Task instructions: Report every line below that contains the string "white", copying each one in full.

(Records of labeled boxes)
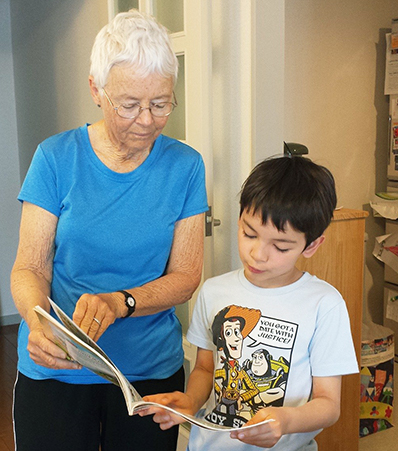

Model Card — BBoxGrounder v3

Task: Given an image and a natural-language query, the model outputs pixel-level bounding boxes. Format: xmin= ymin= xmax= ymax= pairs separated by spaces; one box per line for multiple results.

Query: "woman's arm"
xmin=73 ymin=214 xmax=204 ymax=339
xmin=11 ymin=202 xmax=80 ymax=369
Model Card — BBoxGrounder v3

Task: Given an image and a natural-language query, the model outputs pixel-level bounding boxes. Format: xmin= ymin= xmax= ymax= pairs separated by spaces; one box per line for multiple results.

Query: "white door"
xmin=108 ymin=0 xmax=213 ymax=375
xmin=143 ymin=0 xmax=213 ymax=382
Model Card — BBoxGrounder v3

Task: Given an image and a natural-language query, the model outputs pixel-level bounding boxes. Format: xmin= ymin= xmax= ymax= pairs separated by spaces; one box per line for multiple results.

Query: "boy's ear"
xmin=302 ymin=235 xmax=325 ymax=258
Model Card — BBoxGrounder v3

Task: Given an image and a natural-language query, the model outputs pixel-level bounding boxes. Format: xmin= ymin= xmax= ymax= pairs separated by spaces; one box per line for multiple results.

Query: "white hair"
xmin=90 ymin=9 xmax=178 ymax=88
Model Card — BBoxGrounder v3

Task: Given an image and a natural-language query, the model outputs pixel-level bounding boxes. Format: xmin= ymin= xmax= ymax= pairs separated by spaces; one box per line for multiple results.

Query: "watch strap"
xmin=118 ymin=290 xmax=136 ymax=318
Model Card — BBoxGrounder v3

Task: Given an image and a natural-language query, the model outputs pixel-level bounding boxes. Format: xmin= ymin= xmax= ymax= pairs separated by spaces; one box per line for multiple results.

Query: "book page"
xmin=34 ymin=298 xmax=273 ymax=431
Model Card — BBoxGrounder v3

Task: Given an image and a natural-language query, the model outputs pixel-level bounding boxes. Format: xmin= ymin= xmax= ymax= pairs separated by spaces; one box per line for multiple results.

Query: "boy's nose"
xmin=250 ymin=243 xmax=268 ymax=262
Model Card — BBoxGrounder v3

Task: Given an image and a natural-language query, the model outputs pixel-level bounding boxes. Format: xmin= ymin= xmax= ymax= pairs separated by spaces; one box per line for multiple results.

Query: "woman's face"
xmin=100 ymin=66 xmax=173 ymax=154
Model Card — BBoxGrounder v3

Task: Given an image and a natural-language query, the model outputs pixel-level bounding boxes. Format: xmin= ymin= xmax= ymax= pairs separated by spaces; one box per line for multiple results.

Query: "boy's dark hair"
xmin=240 ymin=156 xmax=337 ymax=246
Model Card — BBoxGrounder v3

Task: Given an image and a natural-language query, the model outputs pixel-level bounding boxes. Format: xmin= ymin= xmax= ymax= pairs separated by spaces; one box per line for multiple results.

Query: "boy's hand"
xmin=230 ymin=407 xmax=284 ymax=448
xmin=138 ymin=391 xmax=195 ymax=430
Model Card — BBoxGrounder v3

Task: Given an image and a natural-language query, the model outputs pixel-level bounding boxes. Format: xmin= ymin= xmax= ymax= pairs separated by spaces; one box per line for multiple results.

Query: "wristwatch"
xmin=118 ymin=290 xmax=136 ymax=318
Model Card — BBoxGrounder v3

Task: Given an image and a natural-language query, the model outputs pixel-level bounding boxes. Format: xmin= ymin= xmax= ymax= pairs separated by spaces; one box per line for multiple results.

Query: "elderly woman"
xmin=11 ymin=10 xmax=207 ymax=451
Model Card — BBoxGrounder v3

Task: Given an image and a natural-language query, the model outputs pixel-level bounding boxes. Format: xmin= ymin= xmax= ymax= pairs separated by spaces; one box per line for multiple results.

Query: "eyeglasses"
xmin=102 ymin=88 xmax=178 ymax=119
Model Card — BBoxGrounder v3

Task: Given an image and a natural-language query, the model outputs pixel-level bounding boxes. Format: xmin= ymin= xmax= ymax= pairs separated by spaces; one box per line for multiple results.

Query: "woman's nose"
xmin=135 ymin=107 xmax=153 ymax=125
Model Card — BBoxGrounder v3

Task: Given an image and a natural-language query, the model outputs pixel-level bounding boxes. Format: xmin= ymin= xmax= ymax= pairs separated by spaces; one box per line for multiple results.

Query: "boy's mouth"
xmin=247 ymin=265 xmax=264 ymax=274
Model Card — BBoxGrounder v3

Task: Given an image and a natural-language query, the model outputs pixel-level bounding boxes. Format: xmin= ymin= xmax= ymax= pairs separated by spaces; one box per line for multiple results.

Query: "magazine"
xmin=34 ymin=298 xmax=273 ymax=431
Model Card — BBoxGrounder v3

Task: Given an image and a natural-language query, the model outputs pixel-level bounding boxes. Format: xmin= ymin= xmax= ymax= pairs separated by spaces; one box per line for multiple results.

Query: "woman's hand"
xmin=73 ymin=293 xmax=124 ymax=341
xmin=230 ymin=407 xmax=285 ymax=448
xmin=27 ymin=327 xmax=81 ymax=370
xmin=138 ymin=391 xmax=195 ymax=430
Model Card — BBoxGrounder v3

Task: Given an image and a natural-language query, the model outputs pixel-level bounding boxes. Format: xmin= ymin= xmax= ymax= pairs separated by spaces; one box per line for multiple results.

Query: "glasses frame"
xmin=102 ymin=88 xmax=178 ymax=120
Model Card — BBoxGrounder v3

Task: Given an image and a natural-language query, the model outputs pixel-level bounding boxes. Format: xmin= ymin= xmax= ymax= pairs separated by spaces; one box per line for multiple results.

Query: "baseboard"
xmin=0 ymin=313 xmax=21 ymax=326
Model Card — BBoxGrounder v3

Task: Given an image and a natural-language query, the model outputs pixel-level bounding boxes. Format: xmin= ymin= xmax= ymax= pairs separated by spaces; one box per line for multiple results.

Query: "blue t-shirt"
xmin=18 ymin=125 xmax=207 ymax=384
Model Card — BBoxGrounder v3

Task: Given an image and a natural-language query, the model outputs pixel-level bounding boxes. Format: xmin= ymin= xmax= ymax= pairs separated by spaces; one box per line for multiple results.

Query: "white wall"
xmin=284 ymin=0 xmax=398 ymax=323
xmin=0 ymin=0 xmax=108 ymax=324
xmin=11 ymin=0 xmax=108 ymax=180
xmin=212 ymin=0 xmax=285 ymax=274
xmin=0 ymin=0 xmax=20 ymax=324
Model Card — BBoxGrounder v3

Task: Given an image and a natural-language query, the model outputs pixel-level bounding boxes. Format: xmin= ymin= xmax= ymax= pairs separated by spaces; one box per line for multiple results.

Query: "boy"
xmin=142 ymin=156 xmax=358 ymax=451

Complete answer:
Query: "white door"
Query: "white hair"
Query: "white wall"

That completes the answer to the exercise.